Quoted passage:
On 8 November 1941, he took part in a sortie to Occupied France escorting bombers attacking railway workshops at Lille. Twelve aeroplanes from No. 412 Squadron flew from Wellingore to RAF West Malling to refuel, and then headed out over the English Channel near RAF Manston. They crossed the hostile coast east of Dunkirk, encountering flak, after which they were attacked by Luftwaffe fighters.[14] Of Magee's four-ship section that entered the engagement, only he survived; all the others (including No. 412's acting-squadron leader) were shot down and killed in action by the leading German ace Joachim Müncheberg. In the course of the engagement Magee fired 160 rounds of .303 ammunition, but made no claim for the infliction of damage to the enemy on returning to base in England. This was Magee's lone engagement with the Luftwaffe during the war.[15]

In late November- early December 1941 Magee took part in three more convoy patrols.[16]

Death[edit]

Magee's grave

On 11 December 1941, in his tenth week of active service, Magee was killed while flying Spitfire VZ-H (Serial No. AD291, the same aircraft he had flown in the engagement with the Luftwaffe over France four weeks earlier).[17] He had taken off in the late morning with other members of No. 412 Squadron from RAF Wellingore (the airfield post-war has now reverted to agriculture) to practise air fighting tactics, during the performance of which Magee's aircraft was involved in a mid-air collision with an Airspeed Oxford trainer (Serial No.T1052) flying out of RAF Cranwell, piloted by 19-year-old Leading Aircraftman/Pilot Under-Training Ernest Aubrey Griffin.[18] The two aircraft collided just below the cloud base at about 1,400 feet AGL, at 11:30, over the hamlet of Roxholme, which lies between RAF Cranwell and RAF Digby, in Lincolnshire.[2] Magee was descending at high speed through a break in the clouds in concert with three other Spitfires when his struck the Airspeed Oxford.

Items:
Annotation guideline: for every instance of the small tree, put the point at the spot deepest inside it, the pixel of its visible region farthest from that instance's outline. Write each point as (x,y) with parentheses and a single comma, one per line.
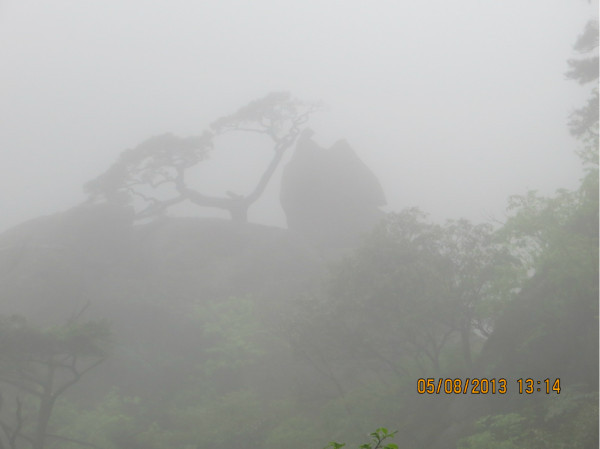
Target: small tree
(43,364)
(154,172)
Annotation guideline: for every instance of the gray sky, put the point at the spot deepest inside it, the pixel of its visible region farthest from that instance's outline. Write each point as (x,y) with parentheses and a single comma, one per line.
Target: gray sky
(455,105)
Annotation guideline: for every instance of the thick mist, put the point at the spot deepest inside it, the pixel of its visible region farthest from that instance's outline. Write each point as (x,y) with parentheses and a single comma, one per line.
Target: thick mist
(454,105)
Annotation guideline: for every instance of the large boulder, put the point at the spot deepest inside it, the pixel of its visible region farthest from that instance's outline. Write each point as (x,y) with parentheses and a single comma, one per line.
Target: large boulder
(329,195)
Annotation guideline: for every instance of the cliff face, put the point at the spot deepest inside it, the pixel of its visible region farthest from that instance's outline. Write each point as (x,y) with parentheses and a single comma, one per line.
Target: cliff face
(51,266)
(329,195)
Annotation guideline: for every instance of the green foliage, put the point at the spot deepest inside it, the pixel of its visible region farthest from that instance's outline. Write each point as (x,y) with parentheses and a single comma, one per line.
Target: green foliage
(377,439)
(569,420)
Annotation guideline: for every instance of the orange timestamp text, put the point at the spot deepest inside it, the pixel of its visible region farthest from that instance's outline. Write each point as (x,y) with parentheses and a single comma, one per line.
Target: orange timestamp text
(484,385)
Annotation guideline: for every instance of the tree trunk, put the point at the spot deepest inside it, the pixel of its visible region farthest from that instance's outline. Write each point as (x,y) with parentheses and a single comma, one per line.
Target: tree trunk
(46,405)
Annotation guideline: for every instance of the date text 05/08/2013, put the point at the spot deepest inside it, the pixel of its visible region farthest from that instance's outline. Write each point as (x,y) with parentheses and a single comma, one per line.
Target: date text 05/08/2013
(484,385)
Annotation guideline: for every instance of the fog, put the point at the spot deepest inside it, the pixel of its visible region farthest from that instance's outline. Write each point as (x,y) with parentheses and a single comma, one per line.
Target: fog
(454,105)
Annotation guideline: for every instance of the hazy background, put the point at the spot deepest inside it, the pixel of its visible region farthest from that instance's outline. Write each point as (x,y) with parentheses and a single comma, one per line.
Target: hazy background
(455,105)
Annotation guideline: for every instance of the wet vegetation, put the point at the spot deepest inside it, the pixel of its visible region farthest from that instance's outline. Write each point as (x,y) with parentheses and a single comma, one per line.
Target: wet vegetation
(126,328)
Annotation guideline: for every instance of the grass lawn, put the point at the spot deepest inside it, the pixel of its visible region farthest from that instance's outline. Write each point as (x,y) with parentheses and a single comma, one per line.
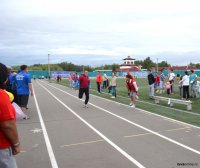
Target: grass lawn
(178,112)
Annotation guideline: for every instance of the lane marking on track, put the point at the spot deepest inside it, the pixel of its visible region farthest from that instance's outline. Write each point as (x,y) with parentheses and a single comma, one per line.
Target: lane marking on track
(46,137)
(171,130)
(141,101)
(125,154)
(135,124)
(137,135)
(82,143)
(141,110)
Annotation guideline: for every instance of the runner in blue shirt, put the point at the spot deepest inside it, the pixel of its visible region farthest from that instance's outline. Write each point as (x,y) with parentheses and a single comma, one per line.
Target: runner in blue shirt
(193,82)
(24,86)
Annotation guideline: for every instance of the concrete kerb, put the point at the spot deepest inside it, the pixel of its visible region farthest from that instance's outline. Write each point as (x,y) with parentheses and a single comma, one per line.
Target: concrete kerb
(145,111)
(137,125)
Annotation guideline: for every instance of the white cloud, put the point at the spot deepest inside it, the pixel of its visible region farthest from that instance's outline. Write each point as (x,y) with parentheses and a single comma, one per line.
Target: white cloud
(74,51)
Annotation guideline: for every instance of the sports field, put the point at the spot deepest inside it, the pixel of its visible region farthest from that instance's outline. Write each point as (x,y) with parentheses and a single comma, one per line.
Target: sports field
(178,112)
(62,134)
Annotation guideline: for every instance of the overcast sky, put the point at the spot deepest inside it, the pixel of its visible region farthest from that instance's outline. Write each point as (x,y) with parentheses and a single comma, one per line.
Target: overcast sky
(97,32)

Written tasks:
**A.** In the Magee passage, how many rounds of ammunition did Magee fire during the engagement over France?
**B.** Please continue the Magee passage from where it stops.
The lines are separate material from the Magee passage.

Answer set:
**A.** 160 rounds of .303 ammunition.

**B.**
At the inquiry afterwards a local farmer who witnessed the accident testified that he saw Magee after the collision struggling to push back the canopy of his Spitfire as it descended apparently out of control.[2] Magee succeeded in opening the canopy and bailing out of the out of control aeroplane, but was at too low an altitude for his parachute to have time to open, and he fell to earth and was killed instantly on impact with the ground in farmland near the village of Ruskington. He was 19 years of age.[17][2][3] Leading Aircraftman/Pilot Under-Training Griffin, the other pilot involved in the mid-air collision, was also killed in the incident.[19]

Magee's manuscript of "High Flight", mailed to his parents, signed and dated 3 September 1941 ("3•IX•41"). He would die three months later.
NOTE that this version has had the Library of Congress markings digitally removed, to more closely resemble this letter's appearance when it was received by the Magee parents (click on this image to see the original).

Magee's body was buried in the graveyard of Holy Cross Church in the village of Scopwick in Lincolnshire.[2][3] On the gravestone are inscribed the first and last lines from his poem "High Flight". Part of the official letter to his parents read, "Your son's funeral took place at Scopwick Cemetery, near Digby Aerodrome, at 2.30 pm, on Saturday, 13 December 1941, the service being conducted by Flight Lieutenant S. K. Belton, the Canadian padre of this Station. He was accorded full Service Honours, the coffin being carried by pilots of his own Squadron".

High Flight[edit]

Magee's posthumous fame rests mainly on his sonnet High Flight, which he began writing on 18 August 1941 (a few months before his death) while stationed at No. 53 OTU at RAF Llandow in Wales. The poem was inspired by high-altitude training sessions with his squadron.[20] Magee enclosed the poem in a letter to his parents, dated 3 September 1941. His father, then curate of Saint John's Episcopal Church in Washington, D.C., reprinted it in church publications. The poem became more widely known through the efforts of Archibald MacLeish, then Librarian of Congress, who included it in an exhibition of poems called "Faith and Freedom" at the Library of Congress in February 1942. The manuscript copy of the poem remains at the Library of Congress.[21]

Reading of the poem "High Flight"

Cultural significance[edit]

During April and May 1942, many Hollywood stars including Laurel and Hardy, Groucho Marx, Cary Grant, Bing Crosby, and Bob Hope joined the Hollywood Victory Caravan as it toured the United States on a mission to raise war bonds. Actress Merle Oberon recited High Flight as part of this show.[22] During the performance on 30 April 1942, at the Loew's Capitol Theatre in Washington, D.C., and before her recitation of the poem, Oberon acknowledged the attendance of Magee's father, John Magee, and brother Christopher Magee.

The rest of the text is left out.